Listed entries
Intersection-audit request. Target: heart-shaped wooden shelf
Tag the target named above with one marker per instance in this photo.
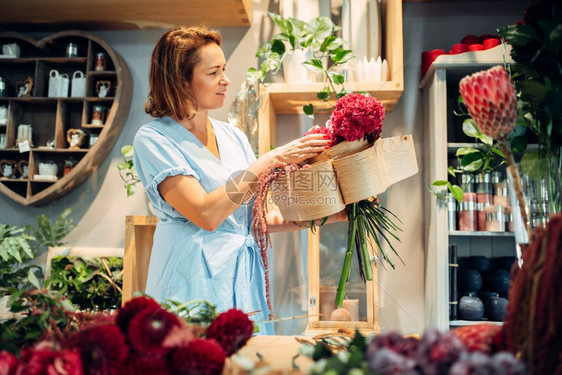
(57, 125)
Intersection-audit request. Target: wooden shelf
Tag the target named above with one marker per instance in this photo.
(463, 323)
(289, 98)
(123, 14)
(52, 118)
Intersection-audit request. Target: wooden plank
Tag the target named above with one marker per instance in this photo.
(139, 233)
(125, 14)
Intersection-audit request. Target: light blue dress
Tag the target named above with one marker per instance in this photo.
(224, 266)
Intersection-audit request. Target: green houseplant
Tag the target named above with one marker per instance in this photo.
(324, 48)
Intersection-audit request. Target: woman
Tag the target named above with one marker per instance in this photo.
(203, 245)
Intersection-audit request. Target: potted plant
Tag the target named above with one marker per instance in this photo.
(323, 49)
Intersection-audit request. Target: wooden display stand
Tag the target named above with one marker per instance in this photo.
(139, 233)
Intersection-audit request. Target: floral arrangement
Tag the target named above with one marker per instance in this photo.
(355, 117)
(462, 351)
(142, 338)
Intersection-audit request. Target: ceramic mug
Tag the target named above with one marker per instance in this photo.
(48, 168)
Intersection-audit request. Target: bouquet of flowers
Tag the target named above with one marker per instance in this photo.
(142, 338)
(356, 120)
(465, 350)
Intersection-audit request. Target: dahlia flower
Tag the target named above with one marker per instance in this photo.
(231, 329)
(149, 328)
(202, 357)
(103, 349)
(132, 308)
(491, 100)
(357, 116)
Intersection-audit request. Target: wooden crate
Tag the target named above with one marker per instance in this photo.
(139, 233)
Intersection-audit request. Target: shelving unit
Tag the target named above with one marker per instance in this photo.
(124, 14)
(52, 118)
(284, 98)
(289, 98)
(442, 137)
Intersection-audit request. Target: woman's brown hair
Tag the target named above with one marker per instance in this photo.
(171, 71)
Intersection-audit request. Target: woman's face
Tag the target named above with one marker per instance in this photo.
(209, 81)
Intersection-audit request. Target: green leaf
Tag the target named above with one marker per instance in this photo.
(465, 151)
(324, 94)
(341, 56)
(314, 65)
(338, 79)
(457, 192)
(440, 183)
(519, 144)
(473, 161)
(127, 151)
(308, 110)
(278, 47)
(470, 129)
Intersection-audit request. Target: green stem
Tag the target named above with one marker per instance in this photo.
(352, 228)
(363, 239)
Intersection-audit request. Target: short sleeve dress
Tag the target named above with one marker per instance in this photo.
(223, 266)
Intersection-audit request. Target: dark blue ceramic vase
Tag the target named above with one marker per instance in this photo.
(471, 307)
(468, 280)
(479, 263)
(498, 281)
(495, 307)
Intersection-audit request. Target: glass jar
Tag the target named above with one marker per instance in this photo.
(495, 219)
(72, 50)
(100, 61)
(98, 115)
(467, 216)
(452, 213)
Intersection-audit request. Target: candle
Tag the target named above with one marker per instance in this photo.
(352, 305)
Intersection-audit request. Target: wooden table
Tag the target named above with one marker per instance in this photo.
(277, 354)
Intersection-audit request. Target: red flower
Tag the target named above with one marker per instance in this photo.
(48, 362)
(132, 308)
(480, 337)
(149, 328)
(140, 364)
(8, 363)
(327, 131)
(357, 117)
(491, 100)
(103, 349)
(199, 357)
(231, 329)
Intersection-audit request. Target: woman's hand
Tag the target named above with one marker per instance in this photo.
(300, 149)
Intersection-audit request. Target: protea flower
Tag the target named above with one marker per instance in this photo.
(491, 100)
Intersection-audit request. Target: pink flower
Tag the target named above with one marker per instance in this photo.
(103, 349)
(8, 363)
(232, 329)
(148, 330)
(49, 362)
(357, 117)
(326, 130)
(199, 357)
(132, 308)
(491, 100)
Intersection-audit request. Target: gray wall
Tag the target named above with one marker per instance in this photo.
(100, 204)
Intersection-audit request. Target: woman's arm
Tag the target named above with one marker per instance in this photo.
(208, 210)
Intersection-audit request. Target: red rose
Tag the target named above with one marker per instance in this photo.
(103, 349)
(48, 362)
(231, 329)
(132, 308)
(149, 328)
(199, 357)
(8, 363)
(357, 117)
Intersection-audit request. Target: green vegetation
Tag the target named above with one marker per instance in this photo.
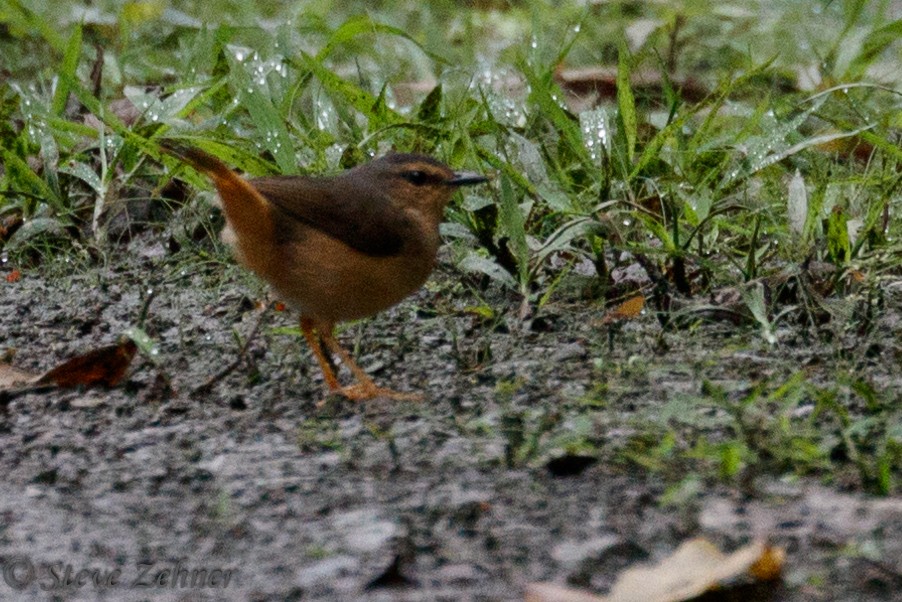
(744, 152)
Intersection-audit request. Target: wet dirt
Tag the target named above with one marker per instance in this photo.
(256, 492)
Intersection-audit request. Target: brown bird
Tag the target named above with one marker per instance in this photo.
(338, 247)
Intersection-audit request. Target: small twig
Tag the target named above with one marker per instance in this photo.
(242, 353)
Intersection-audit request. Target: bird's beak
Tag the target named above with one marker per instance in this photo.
(466, 178)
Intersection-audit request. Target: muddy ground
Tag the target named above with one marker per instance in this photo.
(439, 500)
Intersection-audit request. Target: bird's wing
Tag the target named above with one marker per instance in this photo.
(359, 216)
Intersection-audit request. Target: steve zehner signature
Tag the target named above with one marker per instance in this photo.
(21, 573)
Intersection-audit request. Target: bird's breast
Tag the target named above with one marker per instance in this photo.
(326, 279)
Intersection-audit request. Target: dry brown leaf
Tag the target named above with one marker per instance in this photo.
(627, 310)
(696, 567)
(104, 366)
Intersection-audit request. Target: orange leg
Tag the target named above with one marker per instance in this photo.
(307, 327)
(365, 388)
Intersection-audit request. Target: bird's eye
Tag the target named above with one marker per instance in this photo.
(415, 177)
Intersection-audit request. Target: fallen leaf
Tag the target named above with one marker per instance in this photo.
(627, 310)
(696, 567)
(104, 366)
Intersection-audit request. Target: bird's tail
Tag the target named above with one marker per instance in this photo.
(250, 225)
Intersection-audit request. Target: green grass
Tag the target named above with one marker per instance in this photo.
(786, 157)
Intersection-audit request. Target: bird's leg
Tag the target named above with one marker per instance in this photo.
(365, 387)
(307, 327)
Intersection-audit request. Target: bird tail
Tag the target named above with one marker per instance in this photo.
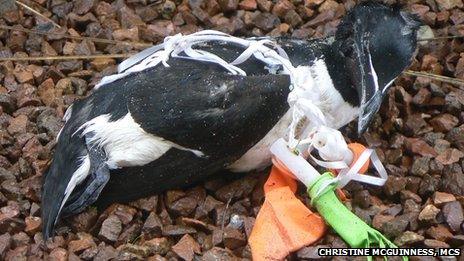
(69, 167)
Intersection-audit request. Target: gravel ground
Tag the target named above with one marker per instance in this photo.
(419, 133)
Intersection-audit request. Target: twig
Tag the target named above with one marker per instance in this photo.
(440, 38)
(97, 40)
(37, 13)
(68, 57)
(224, 216)
(437, 77)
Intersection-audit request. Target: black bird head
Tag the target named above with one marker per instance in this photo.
(378, 43)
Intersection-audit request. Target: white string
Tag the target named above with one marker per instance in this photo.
(265, 50)
(299, 98)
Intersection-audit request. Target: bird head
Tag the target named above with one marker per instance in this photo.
(377, 43)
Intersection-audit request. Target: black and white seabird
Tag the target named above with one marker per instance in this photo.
(168, 125)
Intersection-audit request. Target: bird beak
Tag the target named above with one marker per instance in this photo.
(367, 84)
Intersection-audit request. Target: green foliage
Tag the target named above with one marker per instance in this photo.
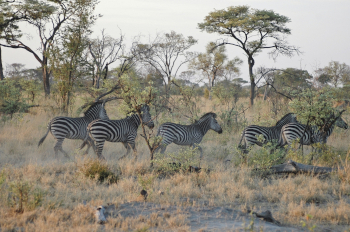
(270, 154)
(134, 94)
(31, 88)
(186, 103)
(314, 107)
(214, 64)
(11, 99)
(290, 79)
(335, 74)
(98, 170)
(176, 162)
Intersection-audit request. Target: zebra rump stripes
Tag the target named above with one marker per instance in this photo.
(307, 136)
(250, 133)
(190, 135)
(124, 130)
(74, 128)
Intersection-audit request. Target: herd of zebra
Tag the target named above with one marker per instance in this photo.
(95, 128)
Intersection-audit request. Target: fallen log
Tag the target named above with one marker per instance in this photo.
(293, 167)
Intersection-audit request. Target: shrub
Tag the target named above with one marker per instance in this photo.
(176, 162)
(98, 170)
(267, 156)
(11, 100)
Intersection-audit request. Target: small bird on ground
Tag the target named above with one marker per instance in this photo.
(100, 217)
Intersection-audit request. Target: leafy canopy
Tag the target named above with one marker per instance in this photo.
(249, 27)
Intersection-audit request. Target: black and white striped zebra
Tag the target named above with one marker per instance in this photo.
(124, 130)
(74, 128)
(190, 135)
(307, 135)
(270, 134)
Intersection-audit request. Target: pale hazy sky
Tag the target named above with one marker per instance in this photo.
(319, 27)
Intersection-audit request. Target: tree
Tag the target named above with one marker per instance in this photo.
(252, 31)
(291, 79)
(103, 52)
(335, 74)
(48, 18)
(315, 108)
(213, 64)
(167, 53)
(65, 55)
(9, 29)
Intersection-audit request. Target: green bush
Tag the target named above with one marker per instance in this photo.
(270, 154)
(176, 162)
(11, 99)
(98, 170)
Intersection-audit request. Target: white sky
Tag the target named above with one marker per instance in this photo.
(320, 28)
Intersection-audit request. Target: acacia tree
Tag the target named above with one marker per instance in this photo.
(48, 17)
(167, 53)
(335, 74)
(214, 64)
(65, 55)
(102, 52)
(9, 29)
(252, 31)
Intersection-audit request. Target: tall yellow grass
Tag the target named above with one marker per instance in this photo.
(290, 199)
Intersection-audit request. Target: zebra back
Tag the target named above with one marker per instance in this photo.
(288, 118)
(96, 111)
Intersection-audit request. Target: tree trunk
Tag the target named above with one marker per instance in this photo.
(1, 69)
(252, 80)
(266, 92)
(46, 77)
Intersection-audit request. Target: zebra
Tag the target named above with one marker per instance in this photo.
(74, 128)
(124, 130)
(270, 134)
(190, 135)
(307, 135)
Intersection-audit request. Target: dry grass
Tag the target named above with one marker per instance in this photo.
(324, 202)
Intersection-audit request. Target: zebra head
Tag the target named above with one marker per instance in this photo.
(288, 118)
(341, 123)
(96, 111)
(146, 116)
(211, 122)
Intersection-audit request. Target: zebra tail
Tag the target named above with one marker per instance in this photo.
(43, 138)
(240, 146)
(87, 134)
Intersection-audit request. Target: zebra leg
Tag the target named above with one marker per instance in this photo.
(133, 146)
(127, 147)
(90, 143)
(99, 149)
(58, 147)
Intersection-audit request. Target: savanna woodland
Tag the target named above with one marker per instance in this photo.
(218, 173)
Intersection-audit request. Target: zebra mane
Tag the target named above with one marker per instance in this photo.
(285, 116)
(207, 114)
(91, 106)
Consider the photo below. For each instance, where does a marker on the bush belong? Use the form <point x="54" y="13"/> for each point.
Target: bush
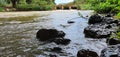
<point x="118" y="16"/>
<point x="85" y="6"/>
<point x="115" y="10"/>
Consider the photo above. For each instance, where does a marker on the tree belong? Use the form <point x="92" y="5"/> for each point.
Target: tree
<point x="14" y="3"/>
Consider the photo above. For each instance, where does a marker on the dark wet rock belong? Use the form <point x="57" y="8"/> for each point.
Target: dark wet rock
<point x="49" y="34"/>
<point x="86" y="53"/>
<point x="98" y="31"/>
<point x="51" y="55"/>
<point x="113" y="41"/>
<point x="111" y="51"/>
<point x="109" y="20"/>
<point x="96" y="18"/>
<point x="71" y="22"/>
<point x="101" y="27"/>
<point x="56" y="49"/>
<point x="62" y="41"/>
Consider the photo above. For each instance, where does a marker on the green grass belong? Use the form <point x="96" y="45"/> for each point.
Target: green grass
<point x="1" y="9"/>
<point x="118" y="16"/>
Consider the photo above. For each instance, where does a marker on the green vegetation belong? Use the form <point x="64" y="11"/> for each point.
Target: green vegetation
<point x="27" y="5"/>
<point x="1" y="9"/>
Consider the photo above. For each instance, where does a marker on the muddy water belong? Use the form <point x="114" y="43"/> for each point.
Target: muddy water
<point x="18" y="39"/>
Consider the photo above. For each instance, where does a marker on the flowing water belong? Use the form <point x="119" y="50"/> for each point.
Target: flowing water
<point x="18" y="38"/>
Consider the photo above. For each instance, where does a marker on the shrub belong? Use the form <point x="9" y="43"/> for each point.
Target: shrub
<point x="1" y="9"/>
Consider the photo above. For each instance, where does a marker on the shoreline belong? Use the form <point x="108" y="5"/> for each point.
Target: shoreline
<point x="31" y="13"/>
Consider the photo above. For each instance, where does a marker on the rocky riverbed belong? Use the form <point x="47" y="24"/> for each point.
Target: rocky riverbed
<point x="18" y="39"/>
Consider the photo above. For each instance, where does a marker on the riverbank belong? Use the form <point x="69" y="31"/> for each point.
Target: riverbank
<point x="30" y="13"/>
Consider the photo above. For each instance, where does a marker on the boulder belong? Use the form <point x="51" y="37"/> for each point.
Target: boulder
<point x="70" y="22"/>
<point x="113" y="41"/>
<point x="86" y="53"/>
<point x="56" y="49"/>
<point x="49" y="34"/>
<point x="98" y="31"/>
<point x="111" y="51"/>
<point x="96" y="18"/>
<point x="51" y="55"/>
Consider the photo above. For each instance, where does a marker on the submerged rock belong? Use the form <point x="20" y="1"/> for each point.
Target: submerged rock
<point x="96" y="18"/>
<point x="111" y="51"/>
<point x="113" y="41"/>
<point x="62" y="41"/>
<point x="56" y="49"/>
<point x="49" y="34"/>
<point x="100" y="26"/>
<point x="98" y="31"/>
<point x="52" y="35"/>
<point x="51" y="55"/>
<point x="86" y="53"/>
<point x="71" y="22"/>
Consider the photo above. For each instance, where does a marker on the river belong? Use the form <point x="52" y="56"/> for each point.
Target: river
<point x="18" y="39"/>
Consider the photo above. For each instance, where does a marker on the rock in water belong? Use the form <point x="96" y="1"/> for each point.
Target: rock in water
<point x="111" y="51"/>
<point x="71" y="22"/>
<point x="62" y="41"/>
<point x="96" y="18"/>
<point x="86" y="53"/>
<point x="113" y="41"/>
<point x="49" y="34"/>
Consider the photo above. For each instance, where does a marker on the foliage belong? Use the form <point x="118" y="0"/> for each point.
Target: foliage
<point x="27" y="7"/>
<point x="118" y="35"/>
<point x="1" y="9"/>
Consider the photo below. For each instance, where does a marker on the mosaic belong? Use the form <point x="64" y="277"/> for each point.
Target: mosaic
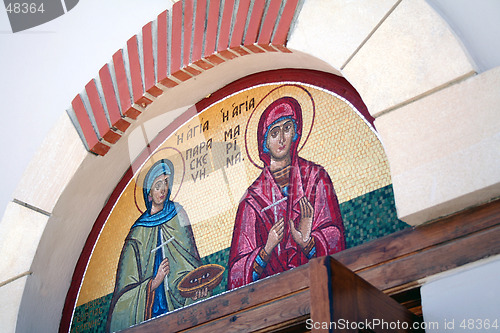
<point x="255" y="184"/>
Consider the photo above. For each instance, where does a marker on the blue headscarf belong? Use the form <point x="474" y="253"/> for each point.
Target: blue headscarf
<point x="162" y="167"/>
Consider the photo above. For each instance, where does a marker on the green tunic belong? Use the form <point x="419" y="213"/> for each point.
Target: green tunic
<point x="132" y="298"/>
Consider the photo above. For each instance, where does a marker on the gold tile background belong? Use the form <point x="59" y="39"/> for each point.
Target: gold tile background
<point x="340" y="140"/>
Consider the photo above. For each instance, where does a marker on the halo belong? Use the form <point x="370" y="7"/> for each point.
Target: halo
<point x="306" y="101"/>
<point x="175" y="157"/>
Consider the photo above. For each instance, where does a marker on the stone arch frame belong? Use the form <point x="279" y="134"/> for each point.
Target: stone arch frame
<point x="433" y="55"/>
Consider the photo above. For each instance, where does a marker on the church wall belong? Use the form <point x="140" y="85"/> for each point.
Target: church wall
<point x="73" y="185"/>
<point x="443" y="149"/>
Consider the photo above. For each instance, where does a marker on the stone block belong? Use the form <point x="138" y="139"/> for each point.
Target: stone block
<point x="443" y="149"/>
<point x="52" y="167"/>
<point x="412" y="53"/>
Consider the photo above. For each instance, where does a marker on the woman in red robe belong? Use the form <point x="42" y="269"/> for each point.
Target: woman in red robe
<point x="290" y="213"/>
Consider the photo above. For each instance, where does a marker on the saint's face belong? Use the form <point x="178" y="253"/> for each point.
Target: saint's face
<point x="159" y="190"/>
<point x="280" y="138"/>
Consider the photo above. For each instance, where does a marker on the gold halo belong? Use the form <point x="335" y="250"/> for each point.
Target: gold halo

Task objective
Check the listing above for "dress". Show every line where it turns up.

Exercise output
Intersection-audit request. Target: light blue dress
Intersection-audit request. Target: short sleeve dress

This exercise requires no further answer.